Go through the records and filter out every line lacking the word "panel"; copy the lines that remain.
BEGIN Data for the task
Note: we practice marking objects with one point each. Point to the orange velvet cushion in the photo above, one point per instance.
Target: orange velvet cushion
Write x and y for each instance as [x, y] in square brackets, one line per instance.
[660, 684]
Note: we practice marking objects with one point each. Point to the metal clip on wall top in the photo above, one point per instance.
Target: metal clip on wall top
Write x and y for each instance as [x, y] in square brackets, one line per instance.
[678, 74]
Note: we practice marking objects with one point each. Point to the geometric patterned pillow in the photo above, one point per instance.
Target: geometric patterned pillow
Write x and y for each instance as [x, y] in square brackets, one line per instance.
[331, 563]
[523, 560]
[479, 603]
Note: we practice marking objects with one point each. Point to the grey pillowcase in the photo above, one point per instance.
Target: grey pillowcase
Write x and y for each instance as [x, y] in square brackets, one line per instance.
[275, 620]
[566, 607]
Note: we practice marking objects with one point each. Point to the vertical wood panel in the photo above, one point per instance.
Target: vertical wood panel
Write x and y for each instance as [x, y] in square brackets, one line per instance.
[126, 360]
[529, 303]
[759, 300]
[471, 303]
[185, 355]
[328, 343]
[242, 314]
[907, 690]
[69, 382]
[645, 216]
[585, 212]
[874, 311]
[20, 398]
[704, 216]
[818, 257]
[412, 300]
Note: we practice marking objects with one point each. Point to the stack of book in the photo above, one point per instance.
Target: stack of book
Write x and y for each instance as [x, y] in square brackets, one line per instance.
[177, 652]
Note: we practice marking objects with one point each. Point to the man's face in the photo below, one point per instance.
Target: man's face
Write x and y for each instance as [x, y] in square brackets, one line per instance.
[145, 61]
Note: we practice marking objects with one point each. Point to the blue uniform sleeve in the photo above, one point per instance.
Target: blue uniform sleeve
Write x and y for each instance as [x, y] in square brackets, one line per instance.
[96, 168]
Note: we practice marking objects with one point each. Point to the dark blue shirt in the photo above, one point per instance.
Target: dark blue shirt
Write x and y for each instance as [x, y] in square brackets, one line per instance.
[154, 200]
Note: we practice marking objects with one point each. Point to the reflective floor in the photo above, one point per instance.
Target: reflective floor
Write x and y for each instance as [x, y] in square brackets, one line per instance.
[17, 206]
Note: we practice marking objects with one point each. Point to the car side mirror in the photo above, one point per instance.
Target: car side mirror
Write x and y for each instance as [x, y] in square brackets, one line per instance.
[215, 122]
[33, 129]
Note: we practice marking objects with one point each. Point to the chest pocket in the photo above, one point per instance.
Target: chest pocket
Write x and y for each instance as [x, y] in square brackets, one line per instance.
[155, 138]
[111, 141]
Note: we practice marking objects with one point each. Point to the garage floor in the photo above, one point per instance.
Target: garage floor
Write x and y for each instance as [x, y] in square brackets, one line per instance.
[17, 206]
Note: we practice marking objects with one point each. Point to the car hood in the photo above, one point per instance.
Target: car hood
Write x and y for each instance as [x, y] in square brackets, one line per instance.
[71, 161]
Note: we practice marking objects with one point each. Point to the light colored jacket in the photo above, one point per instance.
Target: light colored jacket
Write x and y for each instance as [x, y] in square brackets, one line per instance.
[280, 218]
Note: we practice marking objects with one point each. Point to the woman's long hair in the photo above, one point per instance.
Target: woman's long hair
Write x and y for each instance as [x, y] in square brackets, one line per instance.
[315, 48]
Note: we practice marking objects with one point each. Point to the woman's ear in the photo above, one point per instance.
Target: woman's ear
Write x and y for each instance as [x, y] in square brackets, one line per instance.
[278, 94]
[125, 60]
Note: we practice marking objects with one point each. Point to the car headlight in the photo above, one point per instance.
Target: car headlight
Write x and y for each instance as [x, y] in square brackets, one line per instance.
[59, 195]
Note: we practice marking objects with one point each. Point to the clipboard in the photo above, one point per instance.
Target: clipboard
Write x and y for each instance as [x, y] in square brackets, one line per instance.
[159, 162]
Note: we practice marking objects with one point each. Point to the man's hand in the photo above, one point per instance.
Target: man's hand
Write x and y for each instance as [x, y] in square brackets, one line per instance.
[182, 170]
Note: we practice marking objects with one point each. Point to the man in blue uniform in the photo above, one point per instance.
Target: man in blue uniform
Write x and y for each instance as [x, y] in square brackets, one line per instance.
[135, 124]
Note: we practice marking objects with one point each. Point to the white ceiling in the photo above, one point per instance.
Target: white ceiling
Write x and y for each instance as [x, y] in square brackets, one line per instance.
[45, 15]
END Data for the task
Reply to the task —
Note: we practice marking objects with one point each. Point to the vertical wood panel in the photo above, one point per instance.
Target: vertical wood panel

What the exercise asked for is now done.